- [Goal] The line containing "Tag the knee" and every line after it, through the last, are to be extracted exactly; no other lines belong in the answer.

- [Position identification records]
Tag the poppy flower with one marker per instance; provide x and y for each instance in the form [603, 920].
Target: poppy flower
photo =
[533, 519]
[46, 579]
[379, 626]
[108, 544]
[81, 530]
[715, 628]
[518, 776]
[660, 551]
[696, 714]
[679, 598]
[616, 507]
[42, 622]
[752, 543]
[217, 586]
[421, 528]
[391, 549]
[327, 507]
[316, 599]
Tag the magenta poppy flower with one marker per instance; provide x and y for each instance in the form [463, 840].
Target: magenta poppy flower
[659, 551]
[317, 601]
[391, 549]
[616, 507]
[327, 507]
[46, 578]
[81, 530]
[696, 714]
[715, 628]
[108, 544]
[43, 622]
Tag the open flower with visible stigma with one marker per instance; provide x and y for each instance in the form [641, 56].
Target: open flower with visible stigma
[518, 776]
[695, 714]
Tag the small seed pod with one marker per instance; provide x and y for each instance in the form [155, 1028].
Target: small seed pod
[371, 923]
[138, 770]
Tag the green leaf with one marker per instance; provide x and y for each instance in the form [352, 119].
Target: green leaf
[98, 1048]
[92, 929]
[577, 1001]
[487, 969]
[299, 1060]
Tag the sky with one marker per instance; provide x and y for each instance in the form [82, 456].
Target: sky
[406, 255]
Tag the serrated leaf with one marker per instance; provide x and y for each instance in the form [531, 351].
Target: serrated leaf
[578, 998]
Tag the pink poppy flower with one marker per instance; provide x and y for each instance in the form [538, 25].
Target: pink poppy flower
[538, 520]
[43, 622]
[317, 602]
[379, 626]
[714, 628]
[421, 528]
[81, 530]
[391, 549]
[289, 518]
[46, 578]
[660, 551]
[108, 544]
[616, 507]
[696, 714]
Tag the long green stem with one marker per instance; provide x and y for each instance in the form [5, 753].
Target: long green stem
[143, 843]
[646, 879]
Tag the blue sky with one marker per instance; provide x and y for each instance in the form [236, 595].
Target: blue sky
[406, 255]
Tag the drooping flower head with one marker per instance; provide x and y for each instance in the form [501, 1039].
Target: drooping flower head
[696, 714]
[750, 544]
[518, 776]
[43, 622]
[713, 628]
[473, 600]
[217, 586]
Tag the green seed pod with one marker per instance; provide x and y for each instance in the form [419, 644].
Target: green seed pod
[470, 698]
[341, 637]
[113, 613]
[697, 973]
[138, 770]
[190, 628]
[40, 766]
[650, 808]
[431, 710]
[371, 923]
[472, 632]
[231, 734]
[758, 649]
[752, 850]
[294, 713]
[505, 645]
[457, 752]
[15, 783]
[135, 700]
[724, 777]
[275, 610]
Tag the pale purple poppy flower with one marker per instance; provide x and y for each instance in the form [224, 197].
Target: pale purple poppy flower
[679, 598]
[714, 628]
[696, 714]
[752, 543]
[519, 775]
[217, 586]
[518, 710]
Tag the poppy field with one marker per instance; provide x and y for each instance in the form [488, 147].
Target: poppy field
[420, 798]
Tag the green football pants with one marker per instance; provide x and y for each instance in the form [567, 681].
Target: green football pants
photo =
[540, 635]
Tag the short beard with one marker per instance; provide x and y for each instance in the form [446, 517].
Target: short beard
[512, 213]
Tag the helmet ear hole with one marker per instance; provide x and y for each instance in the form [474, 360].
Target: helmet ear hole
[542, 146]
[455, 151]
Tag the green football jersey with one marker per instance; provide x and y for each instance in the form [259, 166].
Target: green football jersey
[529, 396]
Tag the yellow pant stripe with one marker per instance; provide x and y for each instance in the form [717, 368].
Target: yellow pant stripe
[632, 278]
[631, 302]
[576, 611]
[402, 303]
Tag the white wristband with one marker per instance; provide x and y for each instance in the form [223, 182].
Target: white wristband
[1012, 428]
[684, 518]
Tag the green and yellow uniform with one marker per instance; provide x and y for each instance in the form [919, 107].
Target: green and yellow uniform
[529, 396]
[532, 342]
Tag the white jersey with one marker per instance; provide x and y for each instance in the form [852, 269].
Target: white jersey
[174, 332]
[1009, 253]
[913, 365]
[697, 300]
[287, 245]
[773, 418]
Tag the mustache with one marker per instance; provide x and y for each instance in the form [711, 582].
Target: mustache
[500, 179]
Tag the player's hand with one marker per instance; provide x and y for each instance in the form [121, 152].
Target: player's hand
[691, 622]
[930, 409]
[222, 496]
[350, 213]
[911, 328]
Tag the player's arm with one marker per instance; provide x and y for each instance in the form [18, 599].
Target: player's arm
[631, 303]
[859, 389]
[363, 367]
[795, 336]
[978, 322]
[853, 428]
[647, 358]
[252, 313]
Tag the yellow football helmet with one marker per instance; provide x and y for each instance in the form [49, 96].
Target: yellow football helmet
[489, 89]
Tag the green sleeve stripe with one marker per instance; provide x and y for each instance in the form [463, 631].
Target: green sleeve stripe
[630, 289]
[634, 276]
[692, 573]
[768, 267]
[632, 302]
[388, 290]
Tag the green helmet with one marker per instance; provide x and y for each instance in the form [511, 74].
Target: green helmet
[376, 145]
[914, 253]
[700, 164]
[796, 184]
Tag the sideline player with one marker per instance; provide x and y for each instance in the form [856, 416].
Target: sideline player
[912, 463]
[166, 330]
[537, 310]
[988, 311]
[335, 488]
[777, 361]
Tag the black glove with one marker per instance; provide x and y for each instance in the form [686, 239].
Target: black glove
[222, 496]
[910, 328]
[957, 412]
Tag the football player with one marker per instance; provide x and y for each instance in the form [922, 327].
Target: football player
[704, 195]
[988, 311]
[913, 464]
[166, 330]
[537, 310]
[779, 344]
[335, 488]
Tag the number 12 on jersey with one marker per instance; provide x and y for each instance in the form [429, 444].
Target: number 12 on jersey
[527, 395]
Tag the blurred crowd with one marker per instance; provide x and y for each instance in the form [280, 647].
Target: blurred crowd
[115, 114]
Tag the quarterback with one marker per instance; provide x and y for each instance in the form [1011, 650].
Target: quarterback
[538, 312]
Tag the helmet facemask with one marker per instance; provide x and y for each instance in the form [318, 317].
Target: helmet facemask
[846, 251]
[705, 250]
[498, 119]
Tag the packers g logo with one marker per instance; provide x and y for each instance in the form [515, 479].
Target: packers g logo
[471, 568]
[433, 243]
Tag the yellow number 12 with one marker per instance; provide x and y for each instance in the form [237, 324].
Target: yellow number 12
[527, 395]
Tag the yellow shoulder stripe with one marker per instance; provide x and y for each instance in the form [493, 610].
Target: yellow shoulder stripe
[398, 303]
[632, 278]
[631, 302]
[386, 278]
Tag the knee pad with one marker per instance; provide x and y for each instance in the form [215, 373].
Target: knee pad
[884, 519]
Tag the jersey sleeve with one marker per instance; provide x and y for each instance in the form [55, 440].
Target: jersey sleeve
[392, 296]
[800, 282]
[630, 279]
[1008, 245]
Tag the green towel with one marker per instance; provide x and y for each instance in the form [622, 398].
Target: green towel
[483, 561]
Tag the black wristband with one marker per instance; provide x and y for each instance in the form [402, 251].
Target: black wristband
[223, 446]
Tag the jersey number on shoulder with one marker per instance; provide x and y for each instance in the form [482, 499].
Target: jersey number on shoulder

- [Written solution]
Tag the knee pad with one marker per instance; provide x and y for each instance in the form [215, 373].
Target: knee pad
[884, 519]
Tag the jersey sleeve with one marker per instance; provide x and y for each instance in the form [55, 440].
Target: jersey sleeve
[392, 296]
[800, 282]
[630, 279]
[1008, 245]
Tag the green towel with one marker per instance; provide x and y for each instance in the form [622, 398].
Target: green towel
[483, 561]
Tag the black wristband with one marker per instance; provide x and y for each instance in the form [402, 251].
Target: black wristband
[223, 446]
Tag the jersey number on shoulder with one marker per instance; provide x and y for each instance in the form [482, 499].
Target: jersey number on shoulder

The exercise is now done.